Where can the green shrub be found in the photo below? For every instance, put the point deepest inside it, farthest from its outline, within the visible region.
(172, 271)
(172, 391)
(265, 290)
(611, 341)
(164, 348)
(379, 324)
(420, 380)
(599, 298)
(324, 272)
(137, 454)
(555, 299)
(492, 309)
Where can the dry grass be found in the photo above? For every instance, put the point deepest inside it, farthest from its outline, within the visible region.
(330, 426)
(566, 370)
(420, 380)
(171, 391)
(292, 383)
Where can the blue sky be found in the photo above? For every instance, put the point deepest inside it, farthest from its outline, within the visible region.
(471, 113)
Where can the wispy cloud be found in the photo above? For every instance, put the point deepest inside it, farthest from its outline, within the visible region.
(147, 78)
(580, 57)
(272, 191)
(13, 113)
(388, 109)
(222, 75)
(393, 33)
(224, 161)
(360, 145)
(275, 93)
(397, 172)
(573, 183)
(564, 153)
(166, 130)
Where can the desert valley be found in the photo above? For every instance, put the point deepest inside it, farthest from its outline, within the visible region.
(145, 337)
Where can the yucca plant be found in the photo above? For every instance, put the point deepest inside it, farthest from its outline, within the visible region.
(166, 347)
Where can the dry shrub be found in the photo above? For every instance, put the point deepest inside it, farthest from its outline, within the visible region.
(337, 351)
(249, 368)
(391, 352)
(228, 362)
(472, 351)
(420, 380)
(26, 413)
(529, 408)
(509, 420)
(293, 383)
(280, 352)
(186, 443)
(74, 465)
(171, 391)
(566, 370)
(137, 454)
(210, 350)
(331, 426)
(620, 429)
----------------------------------------
• _EXERCISE DIRECTIONS_
Reproduce the whole of the material exactly as shown.

• _RESPONSE FOR THIS EXERCISE_
Where can the green shrub be found in the photo below? For every instance, put the point deepest inside it, farthest from its outline, within the visible region.
(172, 271)
(172, 391)
(265, 290)
(611, 341)
(164, 348)
(379, 324)
(420, 380)
(599, 298)
(324, 272)
(137, 454)
(555, 299)
(492, 309)
Where can the dry grass be found in the photo above? For every instance, put the point deepest inside it, farthest from its outline, within the visible region.
(330, 426)
(566, 370)
(420, 380)
(171, 391)
(292, 383)
Where can the blue sky be found in the photo above? For every instance, put the point deepest inside it, farthest from its outline, within the visible region.
(471, 113)
Where can the wispy cloud be found in the photo above? For every instance, put the point deepest inside it, farthest from its outline, within the visible region.
(147, 78)
(580, 57)
(272, 191)
(13, 113)
(388, 109)
(222, 75)
(393, 33)
(224, 161)
(360, 145)
(275, 93)
(397, 172)
(573, 183)
(564, 153)
(166, 130)
Where can the desert valley be found in the photo above? For every instance, put the point deepest inside it, farthest from its outline, within the visible region.
(145, 337)
Where can the yucca plant be found in the photo above? For every instance, put the point deepest inside it, farthest from its outline, within the visible region.
(166, 347)
Where can the dry shrub be found in the photo above? For every instance, put the point deepest inside it, farthest from its outline, within the visible region.
(337, 351)
(249, 368)
(391, 352)
(228, 362)
(472, 351)
(420, 380)
(26, 413)
(529, 408)
(509, 420)
(293, 383)
(280, 352)
(186, 443)
(74, 465)
(171, 391)
(566, 370)
(137, 454)
(210, 350)
(331, 426)
(620, 429)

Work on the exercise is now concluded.